■ **Directions for this task**
Using the records below, write out the line with "Please put a point on each instance of the hazy" and each line after it through the final one, exactly, and only those.

■ **Data to use**
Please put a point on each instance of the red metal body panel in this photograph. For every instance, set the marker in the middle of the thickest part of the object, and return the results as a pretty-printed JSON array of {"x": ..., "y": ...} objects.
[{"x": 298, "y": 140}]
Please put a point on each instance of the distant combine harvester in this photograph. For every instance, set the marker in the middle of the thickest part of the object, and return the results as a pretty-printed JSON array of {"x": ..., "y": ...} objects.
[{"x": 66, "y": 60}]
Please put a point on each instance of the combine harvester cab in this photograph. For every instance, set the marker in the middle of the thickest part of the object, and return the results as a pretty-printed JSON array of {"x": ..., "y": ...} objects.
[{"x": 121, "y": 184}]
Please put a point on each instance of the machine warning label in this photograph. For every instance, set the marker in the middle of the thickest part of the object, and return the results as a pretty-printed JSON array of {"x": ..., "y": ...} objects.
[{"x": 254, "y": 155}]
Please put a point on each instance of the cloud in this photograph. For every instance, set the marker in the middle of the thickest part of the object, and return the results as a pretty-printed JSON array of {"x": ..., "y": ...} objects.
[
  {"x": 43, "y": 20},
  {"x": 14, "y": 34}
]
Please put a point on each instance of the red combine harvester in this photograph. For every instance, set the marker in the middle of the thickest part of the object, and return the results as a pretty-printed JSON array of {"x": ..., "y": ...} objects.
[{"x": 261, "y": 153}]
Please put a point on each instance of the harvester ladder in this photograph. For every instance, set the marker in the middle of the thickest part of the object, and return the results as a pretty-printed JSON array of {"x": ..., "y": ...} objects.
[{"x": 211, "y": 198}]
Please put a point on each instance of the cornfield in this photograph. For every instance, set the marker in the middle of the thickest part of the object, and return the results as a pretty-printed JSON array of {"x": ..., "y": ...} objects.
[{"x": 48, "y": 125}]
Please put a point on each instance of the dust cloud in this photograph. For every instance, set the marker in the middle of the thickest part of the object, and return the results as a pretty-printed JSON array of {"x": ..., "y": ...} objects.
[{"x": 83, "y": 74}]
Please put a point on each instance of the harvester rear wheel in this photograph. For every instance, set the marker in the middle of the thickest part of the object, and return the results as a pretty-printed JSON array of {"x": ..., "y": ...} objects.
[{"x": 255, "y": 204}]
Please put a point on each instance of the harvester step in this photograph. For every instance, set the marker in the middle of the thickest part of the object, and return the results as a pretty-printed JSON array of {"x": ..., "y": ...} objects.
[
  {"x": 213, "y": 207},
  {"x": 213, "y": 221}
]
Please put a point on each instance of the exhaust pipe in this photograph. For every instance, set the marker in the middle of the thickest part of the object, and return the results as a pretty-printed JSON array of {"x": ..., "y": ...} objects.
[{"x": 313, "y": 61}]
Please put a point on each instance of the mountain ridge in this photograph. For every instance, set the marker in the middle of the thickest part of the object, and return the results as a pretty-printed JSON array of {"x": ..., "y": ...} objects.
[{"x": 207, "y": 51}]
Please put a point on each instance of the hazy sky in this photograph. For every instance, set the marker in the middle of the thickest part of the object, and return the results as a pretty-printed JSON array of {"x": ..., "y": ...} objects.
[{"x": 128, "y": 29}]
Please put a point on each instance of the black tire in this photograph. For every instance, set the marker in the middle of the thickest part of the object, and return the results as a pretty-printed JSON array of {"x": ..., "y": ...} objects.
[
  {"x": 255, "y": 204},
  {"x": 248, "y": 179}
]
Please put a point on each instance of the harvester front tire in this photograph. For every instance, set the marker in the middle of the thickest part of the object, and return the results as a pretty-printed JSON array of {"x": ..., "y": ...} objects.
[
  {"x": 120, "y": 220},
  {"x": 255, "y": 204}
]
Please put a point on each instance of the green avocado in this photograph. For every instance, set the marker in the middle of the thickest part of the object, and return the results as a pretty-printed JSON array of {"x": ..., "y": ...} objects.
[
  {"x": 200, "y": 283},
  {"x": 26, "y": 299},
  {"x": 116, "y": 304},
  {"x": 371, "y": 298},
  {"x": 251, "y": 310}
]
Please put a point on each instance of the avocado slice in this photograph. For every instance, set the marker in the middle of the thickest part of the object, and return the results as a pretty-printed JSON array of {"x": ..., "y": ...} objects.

■ **Final answer**
Please put a point on each instance of the hazy sky in this photograph. For every instance, set the marker in the middle of the thickest part of the object, and return the results as a pretty-printed JSON array of {"x": ..., "y": ...} objects.
[{"x": 128, "y": 29}]
Please put a point on each instance of the black tire in this photograph. For every instance, set the marker in the middle of the thickest part of the object, and return the results as a pretty-printed JSON array of {"x": ..., "y": ...} objects.
[
  {"x": 255, "y": 204},
  {"x": 248, "y": 179}
]
Please put a point on each instance of the harvester front tire in this photograph. For every instance, set the marker in the middle of the thickest part of the object, and return the results as a pretty-printed JSON array of {"x": ..., "y": ...} objects.
[
  {"x": 120, "y": 220},
  {"x": 255, "y": 204}
]
Please put a point on each instance of the green avocado in this photograph. For every instance, set the marker in the middle of the thickest part of the object, and return the results as a pretty-printed JSON array of {"x": ..., "y": ...} objects.
[
  {"x": 200, "y": 283},
  {"x": 26, "y": 299},
  {"x": 116, "y": 304},
  {"x": 371, "y": 298},
  {"x": 251, "y": 310}
]
Please put a point on each instance of the avocado slice in this photograph. For every instance, set the marker in the middle of the thickest part of the object, and return the results as a pretty-printed JSON array of {"x": ..., "y": ...} objects.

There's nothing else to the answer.